> _Task to carry out_:
Print the entries below in their entirety, exactly as they are written.

* BEGIN *

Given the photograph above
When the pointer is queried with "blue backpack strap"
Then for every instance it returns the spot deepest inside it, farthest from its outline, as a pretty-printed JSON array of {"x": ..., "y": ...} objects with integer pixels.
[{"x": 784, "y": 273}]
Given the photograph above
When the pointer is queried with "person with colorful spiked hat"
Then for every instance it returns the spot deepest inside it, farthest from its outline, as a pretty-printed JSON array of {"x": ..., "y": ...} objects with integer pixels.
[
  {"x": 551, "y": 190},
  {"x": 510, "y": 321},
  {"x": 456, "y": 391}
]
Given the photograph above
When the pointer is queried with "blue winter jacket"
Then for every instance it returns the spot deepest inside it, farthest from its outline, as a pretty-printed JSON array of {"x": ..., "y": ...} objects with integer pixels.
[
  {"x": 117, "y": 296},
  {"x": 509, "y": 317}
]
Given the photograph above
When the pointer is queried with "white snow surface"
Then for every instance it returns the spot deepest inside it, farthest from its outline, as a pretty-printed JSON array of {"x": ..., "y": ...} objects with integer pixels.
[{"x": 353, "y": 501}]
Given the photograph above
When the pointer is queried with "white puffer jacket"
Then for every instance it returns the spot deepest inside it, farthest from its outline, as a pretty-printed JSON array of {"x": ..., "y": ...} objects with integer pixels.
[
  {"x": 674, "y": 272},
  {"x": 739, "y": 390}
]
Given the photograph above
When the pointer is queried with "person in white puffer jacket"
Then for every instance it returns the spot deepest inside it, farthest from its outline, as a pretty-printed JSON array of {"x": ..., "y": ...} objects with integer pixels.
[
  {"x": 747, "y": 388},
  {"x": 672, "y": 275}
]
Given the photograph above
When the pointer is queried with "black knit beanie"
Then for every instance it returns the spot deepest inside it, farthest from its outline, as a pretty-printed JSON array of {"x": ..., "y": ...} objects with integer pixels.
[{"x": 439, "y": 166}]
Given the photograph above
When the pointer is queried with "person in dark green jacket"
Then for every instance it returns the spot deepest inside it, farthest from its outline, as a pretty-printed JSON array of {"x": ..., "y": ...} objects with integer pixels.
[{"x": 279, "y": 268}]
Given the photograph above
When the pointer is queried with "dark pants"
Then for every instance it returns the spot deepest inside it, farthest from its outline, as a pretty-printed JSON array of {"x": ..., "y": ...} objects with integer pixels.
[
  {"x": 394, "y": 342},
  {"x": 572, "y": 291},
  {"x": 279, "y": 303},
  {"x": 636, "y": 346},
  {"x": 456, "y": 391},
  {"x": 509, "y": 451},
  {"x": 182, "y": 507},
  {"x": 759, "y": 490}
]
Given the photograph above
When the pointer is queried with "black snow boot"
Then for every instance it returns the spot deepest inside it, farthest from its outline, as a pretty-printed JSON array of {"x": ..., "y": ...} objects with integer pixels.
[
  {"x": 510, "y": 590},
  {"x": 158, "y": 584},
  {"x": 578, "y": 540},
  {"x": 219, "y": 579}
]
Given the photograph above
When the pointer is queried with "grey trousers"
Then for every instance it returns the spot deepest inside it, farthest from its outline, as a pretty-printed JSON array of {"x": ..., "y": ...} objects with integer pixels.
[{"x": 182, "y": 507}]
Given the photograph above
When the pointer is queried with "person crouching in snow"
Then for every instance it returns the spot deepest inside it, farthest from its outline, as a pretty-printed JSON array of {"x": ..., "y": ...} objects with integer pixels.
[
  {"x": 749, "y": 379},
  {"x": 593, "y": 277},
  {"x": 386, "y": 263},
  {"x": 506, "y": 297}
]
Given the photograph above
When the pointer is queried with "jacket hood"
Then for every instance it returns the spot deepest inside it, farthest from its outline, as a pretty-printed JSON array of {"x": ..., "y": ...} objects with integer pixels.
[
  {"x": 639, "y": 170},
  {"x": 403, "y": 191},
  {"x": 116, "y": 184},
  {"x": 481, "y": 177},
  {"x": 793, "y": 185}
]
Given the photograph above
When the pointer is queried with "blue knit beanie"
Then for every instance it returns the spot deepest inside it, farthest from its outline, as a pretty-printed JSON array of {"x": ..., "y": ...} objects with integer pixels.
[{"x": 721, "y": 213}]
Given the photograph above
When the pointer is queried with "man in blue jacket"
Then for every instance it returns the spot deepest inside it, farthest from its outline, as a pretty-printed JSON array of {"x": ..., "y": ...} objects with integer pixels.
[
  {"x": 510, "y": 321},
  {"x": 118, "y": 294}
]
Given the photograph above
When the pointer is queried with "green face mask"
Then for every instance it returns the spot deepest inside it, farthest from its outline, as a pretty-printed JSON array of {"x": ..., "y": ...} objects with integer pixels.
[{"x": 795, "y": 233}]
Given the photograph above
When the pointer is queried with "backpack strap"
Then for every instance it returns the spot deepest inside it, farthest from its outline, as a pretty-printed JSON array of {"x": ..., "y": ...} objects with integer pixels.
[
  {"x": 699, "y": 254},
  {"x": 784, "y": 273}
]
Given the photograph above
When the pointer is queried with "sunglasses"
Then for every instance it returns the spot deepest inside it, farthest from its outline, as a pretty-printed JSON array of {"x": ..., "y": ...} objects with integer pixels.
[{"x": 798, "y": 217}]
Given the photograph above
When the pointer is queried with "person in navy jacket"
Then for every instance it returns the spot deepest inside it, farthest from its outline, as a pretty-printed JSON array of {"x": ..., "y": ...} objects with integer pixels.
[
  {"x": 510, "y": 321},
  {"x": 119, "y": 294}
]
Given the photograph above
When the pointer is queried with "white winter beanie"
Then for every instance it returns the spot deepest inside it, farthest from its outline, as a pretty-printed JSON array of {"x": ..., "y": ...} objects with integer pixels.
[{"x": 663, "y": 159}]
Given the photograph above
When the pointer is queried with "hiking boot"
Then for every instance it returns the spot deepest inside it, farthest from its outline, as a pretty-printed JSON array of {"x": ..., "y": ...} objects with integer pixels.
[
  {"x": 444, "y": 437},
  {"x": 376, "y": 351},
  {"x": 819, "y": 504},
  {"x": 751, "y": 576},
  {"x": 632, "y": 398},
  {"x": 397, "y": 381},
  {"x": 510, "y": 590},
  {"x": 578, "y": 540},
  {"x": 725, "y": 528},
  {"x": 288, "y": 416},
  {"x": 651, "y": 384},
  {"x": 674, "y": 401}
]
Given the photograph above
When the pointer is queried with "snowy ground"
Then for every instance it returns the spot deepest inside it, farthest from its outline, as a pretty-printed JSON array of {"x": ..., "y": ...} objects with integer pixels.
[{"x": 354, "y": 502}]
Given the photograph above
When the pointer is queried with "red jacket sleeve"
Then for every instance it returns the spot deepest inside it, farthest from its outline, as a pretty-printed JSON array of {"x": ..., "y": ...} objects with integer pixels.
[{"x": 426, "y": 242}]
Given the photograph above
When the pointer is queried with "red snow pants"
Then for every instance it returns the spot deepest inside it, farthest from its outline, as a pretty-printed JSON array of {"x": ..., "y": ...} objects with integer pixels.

* END *

> _Written response_:
Given the photograph above
When the pointer is queried with "blue backpack strap"
Then for every instance it returns the spot deepest inside it, farthest from its outline, as a pretty-printed JSON array of {"x": ..., "y": ...} objects with integer pixels.
[{"x": 784, "y": 273}]
Given the photograph above
When the pointer is queried with "person with colorful spiked hat"
Then for every instance it returns the spot deepest inside it, farthest from its outline, as a pretty-printed JSON array of {"x": ..., "y": ...} objects with integer pixels.
[
  {"x": 551, "y": 190},
  {"x": 510, "y": 321},
  {"x": 456, "y": 391}
]
Given the photograph above
When the pointer is queried with "blue winter jacket"
Then for every instance it returns the spot deepest inside it, farthest from its outline, as a pretty-printed JSON array of {"x": ..., "y": ...} objects with integer pixels.
[
  {"x": 117, "y": 296},
  {"x": 509, "y": 317}
]
Given the photograph above
When the pointer is queried with "white snow surface"
Then for every instance it returns the spot deepest inside it, farthest from its outline, as a pretty-printed JSON array of {"x": ..., "y": ...} objects with integer pixels.
[{"x": 353, "y": 501}]
Given the photograph above
When the pointer is queried with "white puffer jacket"
Then for every instance it returns the spot deepest inside it, farthest from its outline, as a pretty-printed JSON array of {"x": ..., "y": ...} objects with integer pixels.
[
  {"x": 674, "y": 272},
  {"x": 739, "y": 390}
]
Given the photograph above
When the pointer is queried with "person in white puffer jacket"
Then for every instance it returns the spot deepest inside it, farthest from its outline, as a pretty-printed JSON array of {"x": ..., "y": ...} objects with integer pixels.
[
  {"x": 747, "y": 388},
  {"x": 672, "y": 275}
]
Given the photograph above
When the pointer is queried with "black knit beanie"
Then for every instance it returns the spot deepest inside it, farthest from its outline, as a pretty-printed JSON array of {"x": ..., "y": ...} objects with integer pixels.
[{"x": 439, "y": 166}]
Given the photograph above
When the pointer is queried with "person in dark green jacket"
Then for every instance it returns the spot deepest inside it, farthest from its outline, as a pretty-printed JSON array of {"x": ..., "y": ...} objects with integer pixels.
[{"x": 279, "y": 268}]
Given the photograph above
When the pointer is queried with "dark pants"
Then for every instance it returns the spot deepest inside it, farthest from its outline, as a pretty-printed JSON array of {"x": ..., "y": ...} objects with integer pixels.
[
  {"x": 394, "y": 342},
  {"x": 572, "y": 291},
  {"x": 279, "y": 303},
  {"x": 636, "y": 346},
  {"x": 456, "y": 391},
  {"x": 509, "y": 451},
  {"x": 182, "y": 507},
  {"x": 759, "y": 490}
]
Given the photograph above
When the pointer is queried with "black snow boot"
Then for every instance it returns the spot deepest inside it, farthest from its outline, as a pretty-printed JSON array of {"x": ..., "y": ...} objects with integer pixels.
[
  {"x": 510, "y": 590},
  {"x": 158, "y": 584},
  {"x": 578, "y": 540},
  {"x": 219, "y": 579}
]
Given the photograph above
When the pointer is queried with "grey trousers"
Then for every instance it returns the spot deepest inside it, farthest from its outline, as a pretty-printed JSON array of {"x": ..., "y": ...} objects with integer pixels.
[{"x": 182, "y": 507}]
Given the photograph above
When the pointer is queried with "person crouching in snow"
Then for every instance it returns the spot deepest inside it, farthest from its outline, as a pretty-printed JSON array of {"x": ..., "y": ...} objects with integer pixels.
[
  {"x": 749, "y": 379},
  {"x": 593, "y": 277},
  {"x": 386, "y": 263},
  {"x": 506, "y": 297}
]
Given the photograph above
When the pointer is queried with "jacket hood"
Then for every instance it returns the spot deepest inside it, farthest from its outline, as a pretty-printed JSON array of {"x": ..., "y": ...} objects with integer pixels.
[
  {"x": 639, "y": 170},
  {"x": 403, "y": 191},
  {"x": 116, "y": 184},
  {"x": 481, "y": 177},
  {"x": 793, "y": 185}
]
Given the photograph above
When the pointer is queried with "blue knit beanie"
Then for every instance it returns the spot deepest inside it, farthest from its outline, as a pretty-printed JSON array of {"x": ..., "y": ...} objects with integer pixels.
[{"x": 721, "y": 213}]
Given the photograph above
When the pointer is queried with "man in blue jacket"
Then for every instance it returns the spot deepest inside it, farthest from its outline, as a pretty-printed JSON array of {"x": ..., "y": ...} objects with integer pixels.
[
  {"x": 510, "y": 321},
  {"x": 118, "y": 294}
]
Given the photograph above
When the pointer is queried with "green face mask"
Then for every instance it returns the spot deepest inside it, farthest from its outline, as a pretty-printed JSON array of {"x": ..., "y": ...} objects with integer pixels.
[{"x": 795, "y": 233}]
Given the photograph above
When the pointer is queried with "backpack strap"
Then for every instance it returns the spot deepest inside it, farthest from its outline, as a pretty-printed JSON array of {"x": ..., "y": ...} objects with integer pixels.
[
  {"x": 699, "y": 254},
  {"x": 784, "y": 273}
]
Given the photograph above
When the pointer is queried with "sunglasses"
Then for every instance it returns the spot deepest inside it, farthest from its outline, as a pretty-printed JSON array of {"x": ..., "y": ...} objects with integer pixels.
[{"x": 798, "y": 217}]
Given the photograph above
When the pointer is queried with "person in navy jacket"
Then for every instance it returns the spot deepest inside it, farthest from its outline, as a pretty-printed JSON array of {"x": ..., "y": ...} objects with integer pixels.
[
  {"x": 510, "y": 321},
  {"x": 119, "y": 294}
]
Given the photograph above
When the pointer is queried with "white winter beanie"
Then for every instance it returns the spot deepest inside it, farthest from its outline, as a pretty-printed JSON array of {"x": ..., "y": ...} objects with integer pixels.
[{"x": 663, "y": 159}]
Given the photograph above
When the pointer is queried with "hiking boot"
Then for every instance it returns the spot deepest inside it, farthest from its outline, as a pretty-printed JSON array of {"x": ..., "y": ...} objects with integer pixels.
[
  {"x": 444, "y": 437},
  {"x": 376, "y": 351},
  {"x": 819, "y": 504},
  {"x": 751, "y": 576},
  {"x": 632, "y": 398},
  {"x": 397, "y": 381},
  {"x": 510, "y": 590},
  {"x": 578, "y": 540},
  {"x": 725, "y": 528},
  {"x": 288, "y": 416},
  {"x": 651, "y": 384},
  {"x": 674, "y": 401}
]
Given the photograph above
When the pointer is queried with "snowy ground"
Then for every instance it returns the spot deepest inside it, farthest from its outline, as a pretty-printed JSON array of {"x": ..., "y": ...} objects with integer pixels.
[{"x": 354, "y": 502}]
Given the photograph above
When the pointer is queried with "red jacket sleeve"
Then for every instance it returns the spot deepest inside it, farthest from its outline, as a pretty-printed JSON array of {"x": ..., "y": ...} objects with integer pixels.
[{"x": 426, "y": 242}]
Given the photograph above
When the pointer is queried with "red snow pants"
Then for every instance it returns the spot deepest inside it, farthest from its outline, as a pretty-printed JSON array of {"x": ..., "y": ...} objects with integer pixels.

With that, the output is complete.